____ EXERCISE INPUT

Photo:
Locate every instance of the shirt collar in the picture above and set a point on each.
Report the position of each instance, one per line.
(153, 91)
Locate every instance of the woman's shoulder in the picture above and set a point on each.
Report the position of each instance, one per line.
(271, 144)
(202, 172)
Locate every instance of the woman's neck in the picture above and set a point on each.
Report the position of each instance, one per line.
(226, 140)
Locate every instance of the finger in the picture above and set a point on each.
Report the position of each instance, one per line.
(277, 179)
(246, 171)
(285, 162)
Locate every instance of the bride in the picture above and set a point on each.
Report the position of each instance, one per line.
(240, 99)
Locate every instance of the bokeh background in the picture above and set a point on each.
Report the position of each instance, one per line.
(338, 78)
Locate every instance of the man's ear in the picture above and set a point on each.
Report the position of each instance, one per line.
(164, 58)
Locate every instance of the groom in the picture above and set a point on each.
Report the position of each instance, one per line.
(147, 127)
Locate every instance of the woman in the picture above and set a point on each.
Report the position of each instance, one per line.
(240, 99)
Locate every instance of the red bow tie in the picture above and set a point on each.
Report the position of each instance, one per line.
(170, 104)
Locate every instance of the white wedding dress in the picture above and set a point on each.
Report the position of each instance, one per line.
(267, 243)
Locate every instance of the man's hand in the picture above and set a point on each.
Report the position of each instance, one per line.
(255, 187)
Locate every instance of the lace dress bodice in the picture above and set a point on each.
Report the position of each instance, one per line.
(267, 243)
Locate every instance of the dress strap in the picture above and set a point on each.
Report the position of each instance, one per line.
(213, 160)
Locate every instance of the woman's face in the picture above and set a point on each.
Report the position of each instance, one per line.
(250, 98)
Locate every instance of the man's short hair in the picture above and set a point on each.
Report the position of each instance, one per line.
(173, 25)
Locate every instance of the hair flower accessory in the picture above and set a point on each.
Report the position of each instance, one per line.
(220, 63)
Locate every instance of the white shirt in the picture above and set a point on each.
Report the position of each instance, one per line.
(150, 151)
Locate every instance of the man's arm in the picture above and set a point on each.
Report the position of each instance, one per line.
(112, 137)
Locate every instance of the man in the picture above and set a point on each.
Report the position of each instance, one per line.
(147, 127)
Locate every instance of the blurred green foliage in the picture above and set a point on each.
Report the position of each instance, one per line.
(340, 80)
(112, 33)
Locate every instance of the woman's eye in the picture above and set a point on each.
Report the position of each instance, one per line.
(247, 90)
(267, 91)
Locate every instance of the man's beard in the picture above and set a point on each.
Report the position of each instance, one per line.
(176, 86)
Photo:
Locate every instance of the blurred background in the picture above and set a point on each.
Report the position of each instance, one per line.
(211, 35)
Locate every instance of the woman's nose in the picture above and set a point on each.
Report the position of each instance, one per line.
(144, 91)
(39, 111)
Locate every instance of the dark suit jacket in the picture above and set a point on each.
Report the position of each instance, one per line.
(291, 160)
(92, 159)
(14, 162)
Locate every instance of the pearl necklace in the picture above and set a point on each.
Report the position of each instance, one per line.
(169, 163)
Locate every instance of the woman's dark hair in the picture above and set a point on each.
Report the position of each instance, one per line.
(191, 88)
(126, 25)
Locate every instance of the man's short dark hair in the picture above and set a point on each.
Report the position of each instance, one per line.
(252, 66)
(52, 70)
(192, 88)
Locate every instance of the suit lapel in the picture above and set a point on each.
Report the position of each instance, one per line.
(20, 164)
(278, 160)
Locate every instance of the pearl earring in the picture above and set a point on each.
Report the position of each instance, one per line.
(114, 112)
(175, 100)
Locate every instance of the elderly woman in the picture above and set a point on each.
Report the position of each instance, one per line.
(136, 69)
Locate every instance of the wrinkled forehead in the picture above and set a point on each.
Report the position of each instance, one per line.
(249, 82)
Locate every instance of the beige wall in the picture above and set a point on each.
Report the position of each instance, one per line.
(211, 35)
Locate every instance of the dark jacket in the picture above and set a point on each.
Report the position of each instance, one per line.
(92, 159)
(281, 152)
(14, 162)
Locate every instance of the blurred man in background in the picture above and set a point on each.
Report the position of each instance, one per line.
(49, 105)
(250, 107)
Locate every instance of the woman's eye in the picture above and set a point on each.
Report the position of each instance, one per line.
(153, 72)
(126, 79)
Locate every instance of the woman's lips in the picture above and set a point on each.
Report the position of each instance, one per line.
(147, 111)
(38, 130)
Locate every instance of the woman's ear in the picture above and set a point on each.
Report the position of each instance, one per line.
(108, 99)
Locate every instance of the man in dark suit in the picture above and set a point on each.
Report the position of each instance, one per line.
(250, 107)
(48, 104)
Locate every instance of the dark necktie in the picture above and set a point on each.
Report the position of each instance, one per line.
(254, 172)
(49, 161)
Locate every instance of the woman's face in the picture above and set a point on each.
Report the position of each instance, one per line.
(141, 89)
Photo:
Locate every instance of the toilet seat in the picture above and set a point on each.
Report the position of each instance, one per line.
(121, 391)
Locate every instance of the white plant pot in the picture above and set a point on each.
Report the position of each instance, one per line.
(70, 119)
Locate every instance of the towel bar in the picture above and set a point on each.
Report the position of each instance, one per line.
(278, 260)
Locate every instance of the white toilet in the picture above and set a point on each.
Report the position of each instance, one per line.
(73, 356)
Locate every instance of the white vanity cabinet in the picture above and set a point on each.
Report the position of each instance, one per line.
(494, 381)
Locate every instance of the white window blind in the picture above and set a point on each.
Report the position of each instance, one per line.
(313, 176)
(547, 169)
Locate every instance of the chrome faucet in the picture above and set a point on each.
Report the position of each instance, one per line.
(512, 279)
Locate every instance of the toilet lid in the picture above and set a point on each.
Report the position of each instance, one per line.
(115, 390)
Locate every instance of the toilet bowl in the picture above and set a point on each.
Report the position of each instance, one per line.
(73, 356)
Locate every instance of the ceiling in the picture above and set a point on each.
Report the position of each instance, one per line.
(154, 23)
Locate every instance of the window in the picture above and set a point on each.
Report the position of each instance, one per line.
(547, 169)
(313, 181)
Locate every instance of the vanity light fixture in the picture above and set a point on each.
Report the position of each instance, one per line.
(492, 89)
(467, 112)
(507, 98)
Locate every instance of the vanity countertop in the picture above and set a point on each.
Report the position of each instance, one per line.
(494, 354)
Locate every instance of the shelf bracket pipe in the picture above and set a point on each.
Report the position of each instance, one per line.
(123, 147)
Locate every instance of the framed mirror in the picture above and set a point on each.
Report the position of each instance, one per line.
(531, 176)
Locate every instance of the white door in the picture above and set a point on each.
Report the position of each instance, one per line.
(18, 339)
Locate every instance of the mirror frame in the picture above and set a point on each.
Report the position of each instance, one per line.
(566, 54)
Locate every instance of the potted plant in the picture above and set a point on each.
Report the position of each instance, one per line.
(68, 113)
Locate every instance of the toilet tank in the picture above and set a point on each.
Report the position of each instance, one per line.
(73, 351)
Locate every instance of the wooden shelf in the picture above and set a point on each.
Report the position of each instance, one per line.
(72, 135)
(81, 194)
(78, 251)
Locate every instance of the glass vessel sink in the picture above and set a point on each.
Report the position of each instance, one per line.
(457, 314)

________

GIVEN INSTRUCTION: Please copy out the listing above word for word, starting at the line that contains "Locate every instance of the wooden" and ending at the final line of the listing.

ANSWER FOR THE TASK:
Locate every instance of the wooden shelf in the picture above and set a point on each.
Report the position of each instance, one per line.
(72, 135)
(81, 194)
(78, 251)
Locate every instance of the glass vessel sink in the picture above and set a point on each.
Report the position of each instance, one per line.
(457, 314)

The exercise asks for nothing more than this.